*** SOURCE DOCUMENT ***

NZ rates closed little changed yesterday. Overnight, US 10-year yields drifted down to 2.36%.

In quiet markets, NZ 2 and 5-year swap closed at 4.07% and 4.35% respectively, showing little response to yesterday’s QSBO release. As expected this was still pretty solid.

The detail pointed to above-middling inflation but no great urgency for the RBNZ to pull the trigger on its next rate hike. Our central forecast remains a resumption of rate hikes in March next year, obviously contingent on moves in the NZD, dairy prices and confidence.

There was little drama from yesterday’s RBA meeting. It kept its cash rate steady at 2.50%, and provided only factual, as opposed to alarmist, descriptions of the now closely watched (investor) housing market. The market continues to prices the RBA’s cash rate will be unchanged right through 2015.

Overnight, US Treasuries rallied and equities declined. The IMF trimmed its outlook for global growth in 2015, and warned of the risk of a correction in equity markets.

German industrial production fell sharply in August (-4%m/m vs. -1.5% expected). Surprisingly, despite this, German yields managed to claw their way off their lows. US 10-year yields declined, however, to 2.36%.

There is a fairly quiet agenda in the day ahead. In the early hours of tomorrow morning the US Fed will release the Minutes from its September meeting.

***

### TASKS TO CARRY OUT
- 1) Reproduce the market commentary's wording between "There was little" and "however, to 2.36%.", inclusive.
- 2) How many lines of the records contain the string "cart", matching case exactly? Reply with the number alone.

*** DATA FOR THE TASK ***

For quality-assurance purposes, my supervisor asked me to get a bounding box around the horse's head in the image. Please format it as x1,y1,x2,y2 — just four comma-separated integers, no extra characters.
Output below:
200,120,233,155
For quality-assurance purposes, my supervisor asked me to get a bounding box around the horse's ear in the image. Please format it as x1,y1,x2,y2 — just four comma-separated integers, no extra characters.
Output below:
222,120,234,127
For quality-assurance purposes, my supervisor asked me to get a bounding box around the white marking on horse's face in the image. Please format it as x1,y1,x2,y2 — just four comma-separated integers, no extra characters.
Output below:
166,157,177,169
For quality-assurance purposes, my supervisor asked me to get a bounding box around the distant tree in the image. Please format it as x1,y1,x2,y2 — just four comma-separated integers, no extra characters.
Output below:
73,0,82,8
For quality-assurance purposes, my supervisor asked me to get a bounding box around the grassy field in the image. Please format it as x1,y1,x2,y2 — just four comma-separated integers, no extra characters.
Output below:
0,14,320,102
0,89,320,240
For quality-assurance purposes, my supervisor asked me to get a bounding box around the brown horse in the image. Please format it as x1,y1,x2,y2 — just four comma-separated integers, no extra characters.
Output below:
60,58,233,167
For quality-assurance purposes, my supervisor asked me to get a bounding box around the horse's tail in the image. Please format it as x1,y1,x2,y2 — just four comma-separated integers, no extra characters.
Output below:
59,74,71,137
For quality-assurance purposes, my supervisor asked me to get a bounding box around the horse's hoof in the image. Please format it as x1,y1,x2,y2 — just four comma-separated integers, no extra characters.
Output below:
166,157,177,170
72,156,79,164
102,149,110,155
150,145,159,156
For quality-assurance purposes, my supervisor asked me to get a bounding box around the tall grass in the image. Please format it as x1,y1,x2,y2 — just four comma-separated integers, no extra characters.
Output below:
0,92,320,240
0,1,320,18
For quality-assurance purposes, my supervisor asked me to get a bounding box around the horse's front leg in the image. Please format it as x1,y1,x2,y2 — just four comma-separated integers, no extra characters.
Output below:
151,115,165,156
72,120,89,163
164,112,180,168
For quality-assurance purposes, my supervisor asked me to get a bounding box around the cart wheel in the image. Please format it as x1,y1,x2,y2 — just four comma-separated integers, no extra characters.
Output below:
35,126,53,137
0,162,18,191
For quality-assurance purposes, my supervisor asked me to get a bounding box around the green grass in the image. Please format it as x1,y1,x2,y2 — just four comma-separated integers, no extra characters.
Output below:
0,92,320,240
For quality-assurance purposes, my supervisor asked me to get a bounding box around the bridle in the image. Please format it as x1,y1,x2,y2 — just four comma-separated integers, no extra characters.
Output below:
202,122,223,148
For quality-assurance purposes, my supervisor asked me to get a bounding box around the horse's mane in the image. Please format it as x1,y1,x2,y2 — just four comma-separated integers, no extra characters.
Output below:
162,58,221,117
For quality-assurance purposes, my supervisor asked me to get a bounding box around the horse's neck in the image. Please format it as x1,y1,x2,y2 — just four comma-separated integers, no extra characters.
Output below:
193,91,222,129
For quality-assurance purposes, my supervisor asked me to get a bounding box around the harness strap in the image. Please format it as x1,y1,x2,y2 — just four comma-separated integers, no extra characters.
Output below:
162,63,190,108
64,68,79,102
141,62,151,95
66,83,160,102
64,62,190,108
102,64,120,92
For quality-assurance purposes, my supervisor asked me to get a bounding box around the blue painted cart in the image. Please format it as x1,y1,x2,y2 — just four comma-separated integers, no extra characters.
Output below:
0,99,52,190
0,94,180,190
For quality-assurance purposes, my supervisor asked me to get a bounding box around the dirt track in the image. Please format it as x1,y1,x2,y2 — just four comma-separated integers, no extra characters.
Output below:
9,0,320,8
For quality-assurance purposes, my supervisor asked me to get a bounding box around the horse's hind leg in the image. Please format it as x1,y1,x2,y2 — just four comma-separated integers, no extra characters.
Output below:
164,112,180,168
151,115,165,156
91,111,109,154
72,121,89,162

***

### ANSWERS IN ORDER
- 1)
There was little drama from yesterday’s RBA meeting. It kept its cash rate steady at 2.50%, and provided only factual, as opposed to alarmist, descriptions of the now closely watched (investor) housing market. The market continues to prices the RBA’s cash rate will be unchanged right through 2015.

Overnight, US Treasuries rallied and equities declined. The IMF trimmed its outlook for global growth in 2015, and warned of the risk of a correction in equity markets.

German industrial production fell sharply in August (-4%m/m vs. -1.5% expected). Surprisingly, despite this, German yields managed to claw their way off their lows. US 10-year yields declined, however, to 2.36%.

- 2) 2